Description of the task
Everything from the line containing "Task: point to each instance of the large" through the last line of the records must be returned verbatim, and nothing outside that range.
Start of Data provided
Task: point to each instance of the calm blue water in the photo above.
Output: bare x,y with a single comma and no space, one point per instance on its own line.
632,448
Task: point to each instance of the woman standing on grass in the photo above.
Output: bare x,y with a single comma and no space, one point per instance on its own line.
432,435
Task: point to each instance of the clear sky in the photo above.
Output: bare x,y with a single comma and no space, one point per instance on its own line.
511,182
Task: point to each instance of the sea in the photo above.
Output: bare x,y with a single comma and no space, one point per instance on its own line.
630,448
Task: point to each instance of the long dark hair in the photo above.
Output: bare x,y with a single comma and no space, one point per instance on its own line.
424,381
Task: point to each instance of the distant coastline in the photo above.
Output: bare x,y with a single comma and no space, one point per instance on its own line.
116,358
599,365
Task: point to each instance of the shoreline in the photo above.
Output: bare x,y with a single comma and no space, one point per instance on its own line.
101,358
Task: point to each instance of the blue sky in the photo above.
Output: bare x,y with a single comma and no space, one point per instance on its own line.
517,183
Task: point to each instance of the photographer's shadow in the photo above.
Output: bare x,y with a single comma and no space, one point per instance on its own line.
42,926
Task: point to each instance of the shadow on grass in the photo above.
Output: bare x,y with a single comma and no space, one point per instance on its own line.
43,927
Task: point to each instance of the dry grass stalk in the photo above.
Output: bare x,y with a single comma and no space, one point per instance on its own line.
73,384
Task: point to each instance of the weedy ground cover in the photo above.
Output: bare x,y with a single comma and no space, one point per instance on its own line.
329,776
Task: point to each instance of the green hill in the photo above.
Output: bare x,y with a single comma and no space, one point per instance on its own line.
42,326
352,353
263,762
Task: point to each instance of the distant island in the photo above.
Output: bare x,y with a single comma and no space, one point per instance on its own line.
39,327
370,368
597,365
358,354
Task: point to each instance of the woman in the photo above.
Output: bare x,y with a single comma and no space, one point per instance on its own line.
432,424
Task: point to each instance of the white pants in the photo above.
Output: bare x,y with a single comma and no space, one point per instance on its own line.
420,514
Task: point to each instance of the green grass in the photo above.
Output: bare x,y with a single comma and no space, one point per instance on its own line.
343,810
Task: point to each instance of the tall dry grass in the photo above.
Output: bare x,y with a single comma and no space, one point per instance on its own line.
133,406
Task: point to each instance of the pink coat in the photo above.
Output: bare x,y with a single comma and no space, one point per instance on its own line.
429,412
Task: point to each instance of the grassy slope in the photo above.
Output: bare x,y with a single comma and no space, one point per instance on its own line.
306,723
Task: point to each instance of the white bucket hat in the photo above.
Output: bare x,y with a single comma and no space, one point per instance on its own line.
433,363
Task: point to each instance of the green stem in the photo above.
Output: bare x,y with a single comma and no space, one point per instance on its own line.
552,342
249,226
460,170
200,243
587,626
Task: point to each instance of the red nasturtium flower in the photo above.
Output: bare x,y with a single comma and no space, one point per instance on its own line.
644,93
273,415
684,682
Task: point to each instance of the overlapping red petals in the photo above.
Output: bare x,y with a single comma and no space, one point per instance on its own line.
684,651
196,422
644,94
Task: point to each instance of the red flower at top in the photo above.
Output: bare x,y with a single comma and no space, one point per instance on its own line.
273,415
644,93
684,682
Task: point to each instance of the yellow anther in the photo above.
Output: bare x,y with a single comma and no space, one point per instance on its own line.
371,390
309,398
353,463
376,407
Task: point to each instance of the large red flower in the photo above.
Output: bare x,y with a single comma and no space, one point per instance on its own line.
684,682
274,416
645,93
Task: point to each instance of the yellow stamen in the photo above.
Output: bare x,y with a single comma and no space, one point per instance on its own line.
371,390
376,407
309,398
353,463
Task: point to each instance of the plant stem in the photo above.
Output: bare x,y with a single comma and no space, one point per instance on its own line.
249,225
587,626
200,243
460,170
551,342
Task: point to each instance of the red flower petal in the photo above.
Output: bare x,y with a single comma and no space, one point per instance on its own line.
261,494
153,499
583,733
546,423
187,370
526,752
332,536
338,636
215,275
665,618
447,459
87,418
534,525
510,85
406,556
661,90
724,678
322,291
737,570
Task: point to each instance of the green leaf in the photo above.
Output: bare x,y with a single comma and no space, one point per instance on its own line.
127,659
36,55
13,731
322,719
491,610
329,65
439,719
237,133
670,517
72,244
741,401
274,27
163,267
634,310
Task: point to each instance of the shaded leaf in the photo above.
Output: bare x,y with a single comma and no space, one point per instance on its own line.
End of Data provided
Task answer
Task: point to each instance of the large red flower in the photo above.
Output: bare x,y with a single comma and no space, one point per instance on its own line.
684,682
274,416
645,93
Task: point to each instance of the yellow stamen in the photo above.
Output: bare x,y with a single comma and no space, one point per instance on its own line.
371,390
376,407
309,398
353,463
Task: point to each instance of the plant stem in the photo above.
Output: bare x,y with a single comma and no space, one point per instance on its own line.
249,225
587,626
200,243
460,170
551,342
Task: point to each instance of the red flower petal in the photo above.
Output: bare x,y with a single comma and no space, one point per instance on its own line.
261,494
153,499
583,733
546,423
187,370
526,752
332,536
338,636
215,275
665,618
447,459
87,418
534,525
510,85
406,556
661,90
724,678
322,291
737,570
Task: point to each instance of the green leaf in the photo above.
Output: bare x,y with a single comma and no space, one point per instance on its own line.
127,659
36,55
13,731
322,719
491,610
329,65
439,719
237,133
670,517
72,244
741,401
274,27
163,267
634,310
Task: point to each instance of the shaded leaf in the photo above.
Output: bare x,y with a single comma and no space, one point per instance on its own line.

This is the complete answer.